-------- Extracted text
New NASA Model Maps Sea Level Rise Like Never Before (Video)

New NASA Map of Sea-Level Rise
Sea-level data since 1994, taken by the TOPEX and JASON missions, reveal complex changes in sea level that vary across the globe — but the overall trend is a strong increase. (Image credit: NASA’s Scientific Visualization Studio)

A new NASA model is showing just how fast sea levels are rising around the world as a result of climate change.

At a news conference today (Aug. 26), NASA officials described a new computer visualization of sea level change incorporating data collected by satellites since 1992 — it reveals that sea levels are rising quickly but unevenly across the globe. The space agency will continue to investigate the global phenomenon, and new satellite missions in the coming years will increase researchers' knowledge of the topic, officials said.

"Sea level rise is one of the most visible signatures of our changing climate, and rising seas have profound impacts on our nation, our economy and all of humanity," Michael Freilich, director of NASA's Earth Science Division at the agency's headquarters in Washington, D.C., said at the news conference. [Climate Change Impact: NASA's 21st Century Predictions (Video)]

"By combining space-borne direct measurements of sea level with a host of other measurements from satellites and sensors in the oceans themselves, NASA scientists are not only tracking changes in ocean heights but are also determining the reasons for those changes," Freilich added.

As Earth heats up, sea levels are rising because of three main factors: the expansion of seawater as it warms, melting ice sheets in places like Greenland and Antarctica, and melting glaciers across the world. Each of these factors seems to be contributing relatively equally to sea level rise right now, and NASA is deploying tools to better understand and model all three.

UCLA's Laurence Smith deployed this autonomous drifter in a meltwater river on the surface of the Greenland ice sheet in July 2015 as part of an effort to understand the causes of sea level rise around the globe. (Image credit: NASA/Jefferson Beck)

NASA's data reveals that, although the picture is complex, sea levels overall are rising faster than they were 50 years ago — more quickly than expected — and that the speed will likely increase in the future, primarily because of melting ice sheets.

To study sea levels, NASA has used satellite altimetry, which measures the time a radar burst takes to hit Earth's surface and return to orbiting spacecraft such as TOPEX/Poseidon, Jason 1 and then Jason 2. The measurement is extremely precise: Freilich mentioned that such a tool mounted on a jetliner flying at 40,000 feet (12,200 meters) would be able to detect the bump caused by a dime lying flat on the ground. NASA's ICESat satellite also keeps tabs on ice-sheet height with pulses of laser light.
----------------
# Written request 1
Print the listing below word for word, but leave out the picture.
-------- Data excerpts
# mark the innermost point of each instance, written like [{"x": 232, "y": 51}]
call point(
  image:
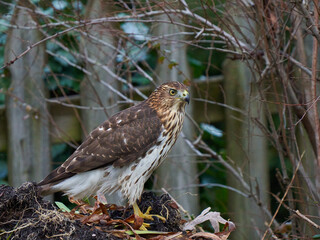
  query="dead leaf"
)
[{"x": 205, "y": 215}]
----------------
# Written request 2
Carry on the article about NASA's sea level rise mapping, starting right after its last sentence.

# Exercise response 1
# mark the innermost point of each instance, written like [{"x": 232, "y": 51}]
call point(
  image:
  query="dead leaf"
)
[{"x": 205, "y": 215}]

# Exercise response 2
The model also incorporates data from GRACE, twin satellites that are very sensitive to changes in Earth's mass distribution. The distance between the two spacecraft varies as ice and water move around on the planet, Steve Nerem, who leads NASA's Sea Level Change Team at the University of Colorado, Boulder, said at the news conference — and the GRACE duo can measure those changes to within the diameter of a red blood cell. [8 Ways Global Warming Is Already Changing the World]

A follow-up to the GRACE mission is expected to launch in 2017, officials said, as is ICESat-2. Jason 3 was scheduled to launch this month by SpaceX, but it must be rescheduled because of SpaceX's recent failed resupply mission to the International Space Station. And NASA has more satellites in the pipeline for later on, such as the radar-imaging NISAR (Nasa-Isro Synthetic Aperture Radar) and SWOT (Surface Water and Ocean Topography) missions in 2020.

In 2014, NASA formed a new sea-level-change research team comprising scientists with expertise in glaciology, hydrology, oceanography, geophysics and a variety of other fields, Nerem said. "You need all these fields … to actually understand all the factors that affect future sea level rise," he noted.

In addition to doing satellite-based research, NASA scientists are venturing out by land and sea to better understand the Earth's changes. A major new effort, called Oceans Melting Greenland (OMG), will begin by mapping the seafloor near Greenland with underwater probes, to see how the huge island's contours are guiding melting. Greenland's ice sheet alone would raise sea levels globally by 20 feet (6 m) if all of it were to melt, researchers said.

Starting in September, NASA will also perform several sweeps over Greenland, with instruments on the HU-25C Guardian Falcon plane for Operation IceBridge.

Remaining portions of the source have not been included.